— Texte à analyser —
————
Scandale Eternit: la première grande victoire des victimes de l’amiante
 
Le 14-02-2012

Le tribunal de Turin a rendu un verdict favorable aux 6000 plaignants. En Italie, l’enquête aura duré cinq ans, le procès trois. Des actions ont aussi été lancées en France

Stephan Schmidheiny, 65 ans, industriel suisse et ancien patron du groupe Eternit, ainsi que Jean-Louis de Cartier, 90 ans, baron belge et actionnaire minoritaire dans la filiale italienne sise à Gênes, feront appel. Ils ont été condamnés lundi à 16 ans de prison par un tribunal de Turin pour homicide volontaire. Les deux hommes étaient accusés de la mort de 3000 personnes en Italie, ouvriers et habitants des villes où Eternit avait des usines. Le juge Giuseppe Casabore les a aussi condamnés à verser des dizaines de millions d’euros aux parties civiles pour avoir provoqué «une catastrophe sanitaire et environnementale permanente» et enfreint les règles de la sécurité au travail. Au total, 6000 personnes, en majorité des victimes de l’amiante ou des proches de décédés, réclament un dédommagement.

Aucun des deux accusés n’était présent à l’audience du tribunal de Turin. Le procès en appel peut aussi avoir lieu en leur absence. «De toute façon, la Suisse n’extrade pas ses citoyens (Art. 25 de la Constitution), mais l’Italie peut exiger que Stephan Schmidheiny purge sa peine en Suisse pour autant que toutes les voies de recours sont épuisées et que la condamnation est confirmée», explique un juriste. Selon lui, l’Italie peut aussi lancer un mandat d’arrêt international. Un pays peut effectivement arrêter le «fugitif» et l’extrader en Italie si tant est que les conditions d’une extradition soient remplies. S’exprimant sur les ondes de la RSR, un autre juriste suisse a estimé que, pour le même délit en Suisse, la peine ne dépasserait pas quatre ans et demi de prison.
————
— Extraits du listing —
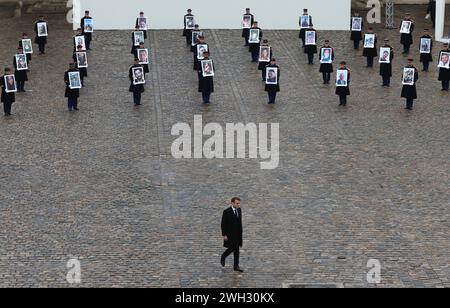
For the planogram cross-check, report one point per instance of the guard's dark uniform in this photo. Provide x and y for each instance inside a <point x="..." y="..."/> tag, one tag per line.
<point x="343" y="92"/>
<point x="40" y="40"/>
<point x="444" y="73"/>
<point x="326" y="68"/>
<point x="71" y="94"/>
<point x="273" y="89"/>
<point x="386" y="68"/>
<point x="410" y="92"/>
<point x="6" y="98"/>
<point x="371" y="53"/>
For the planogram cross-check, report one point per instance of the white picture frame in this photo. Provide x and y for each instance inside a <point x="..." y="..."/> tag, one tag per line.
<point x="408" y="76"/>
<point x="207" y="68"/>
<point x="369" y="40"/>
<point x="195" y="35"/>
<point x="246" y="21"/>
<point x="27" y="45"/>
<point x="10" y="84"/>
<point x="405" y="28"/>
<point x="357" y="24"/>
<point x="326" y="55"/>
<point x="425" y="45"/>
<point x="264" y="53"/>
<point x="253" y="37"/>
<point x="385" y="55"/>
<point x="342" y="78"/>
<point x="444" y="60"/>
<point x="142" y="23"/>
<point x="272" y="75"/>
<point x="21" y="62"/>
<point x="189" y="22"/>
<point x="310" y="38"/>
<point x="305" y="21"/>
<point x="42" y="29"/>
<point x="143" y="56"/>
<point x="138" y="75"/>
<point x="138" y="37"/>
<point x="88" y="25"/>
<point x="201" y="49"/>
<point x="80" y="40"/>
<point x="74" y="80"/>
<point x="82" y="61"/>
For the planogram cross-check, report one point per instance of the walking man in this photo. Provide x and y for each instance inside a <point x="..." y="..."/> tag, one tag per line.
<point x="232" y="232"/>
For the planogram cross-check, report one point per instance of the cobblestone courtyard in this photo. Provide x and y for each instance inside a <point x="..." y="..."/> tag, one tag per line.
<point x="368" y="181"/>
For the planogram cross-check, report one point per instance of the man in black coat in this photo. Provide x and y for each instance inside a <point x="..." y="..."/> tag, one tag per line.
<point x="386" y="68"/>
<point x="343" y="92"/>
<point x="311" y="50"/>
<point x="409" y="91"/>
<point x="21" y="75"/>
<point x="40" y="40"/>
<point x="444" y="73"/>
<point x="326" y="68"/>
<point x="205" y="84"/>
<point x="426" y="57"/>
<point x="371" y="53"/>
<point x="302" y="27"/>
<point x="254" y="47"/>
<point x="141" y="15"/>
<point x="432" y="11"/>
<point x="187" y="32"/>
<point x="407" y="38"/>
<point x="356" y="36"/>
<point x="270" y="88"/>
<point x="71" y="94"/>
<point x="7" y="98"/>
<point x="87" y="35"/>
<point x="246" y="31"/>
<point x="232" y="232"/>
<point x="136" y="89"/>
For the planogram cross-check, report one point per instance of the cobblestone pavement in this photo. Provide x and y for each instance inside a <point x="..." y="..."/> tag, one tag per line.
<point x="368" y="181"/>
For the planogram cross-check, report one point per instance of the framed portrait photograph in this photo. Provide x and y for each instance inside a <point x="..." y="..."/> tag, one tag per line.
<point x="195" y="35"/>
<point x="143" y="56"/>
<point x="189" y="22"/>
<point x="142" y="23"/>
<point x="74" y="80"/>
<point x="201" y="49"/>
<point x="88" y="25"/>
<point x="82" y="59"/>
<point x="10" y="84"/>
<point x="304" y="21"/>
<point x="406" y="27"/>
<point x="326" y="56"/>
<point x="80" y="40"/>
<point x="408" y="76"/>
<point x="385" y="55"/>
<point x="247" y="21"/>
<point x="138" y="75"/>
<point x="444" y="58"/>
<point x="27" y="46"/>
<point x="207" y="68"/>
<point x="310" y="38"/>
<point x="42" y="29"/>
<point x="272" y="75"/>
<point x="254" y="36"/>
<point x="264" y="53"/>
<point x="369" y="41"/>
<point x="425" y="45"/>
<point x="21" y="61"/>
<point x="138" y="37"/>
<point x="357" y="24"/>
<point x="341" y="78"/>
————
— Objectif de l'exercice —
Recopiez sans la moindre modification le passage de l'article sur le procès Eternit qui va de "Stephan Schmidheiny, 65" à "réclament un dédommagement.".

— Résultat attendu —
Stephan Schmidheiny, 65 ans, industriel suisse et ancien patron du groupe Eternit, ainsi que Jean-Louis de Cartier, 90 ans, baron belge et actionnaire minoritaire dans la filiale italienne sise à Gênes, feront appel. Ils ont été condamnés lundi à 16 ans de prison par un tribunal de Turin pour homicide volontaire. Les deux hommes étaient accusés de la mort de 3000 personnes en Italie, ouvriers et habitants des villes où Eternit avait des usines. Le juge Giuseppe Casabore les a aussi condamnés à verser des dizaines de millions d’euros aux parties civiles pour avoir provoqué «une catastrophe sanitaire et environnementale permanente» et enfreint les règles de la sécurité au travail. Au total, 6000 personnes, en majorité des victimes de l’amiante ou des proches de décédés, réclament un dédommagement.